__Selected extract__
▼▼▼

Three of the cheapest, most expressive transformations are pure slicing:

  • Brightnessa // 2 halves every value. Multiplication scales each pixel’s intensity uniformly.
  • Flipa[:, ::-1] reverses the column axis. ::-1 is NumPy’s “every row/column, but in reverse” slice. Free; no allocation, just a view.
  • Channel killg[:, :, 1] = 0 zeroes the green channel in-place. RGB minus green is roughly the magenta-purple range you see in the second tile of the grid above.

These three operators share a property: the operator commutes with broadcasting. You can apply a // 2 to a single image, a batch of images, an animation frame, or a video tensor — the code is identical. That broadcast-friendliness is what makes NumPy operations the natural building blocks of animation.

Concept 2 — Displacement with np.roll

np.roll(arr, k, axis=ax) shifts an array by k positions along an axis, wrapping the displaced elements around to the other end. Rolling a single channel produces a chromatic aberration-style effect:

python · channel_roll.py
roll = a.copy()

▲▲▲

__Exercise task 1__
Answer each question from the passage on NumPy image operations.
(a) What does the slice ::-1 do, according to the passage?
(b) Which color channel does the third transformation set to zero?
(c) What does np.roll do with the elements it displaces?
__Exercise task 2__
The passage on NumPy image operations names the things that the same a // 2 code can be applied to. List all of them.

__Listing__
▼▼▼

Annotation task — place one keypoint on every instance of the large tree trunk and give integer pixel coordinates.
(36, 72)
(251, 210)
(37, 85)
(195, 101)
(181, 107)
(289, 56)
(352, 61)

▲▲▲

__Right answer 1__
(a) It takes every row or column in reverse, so it reverses the axis.
(b) The green channel.
(c) It wraps them around to the other end of the axis.

__Right answer 2__
- a single image
- a batch of images
- an animation frame
- a video tensor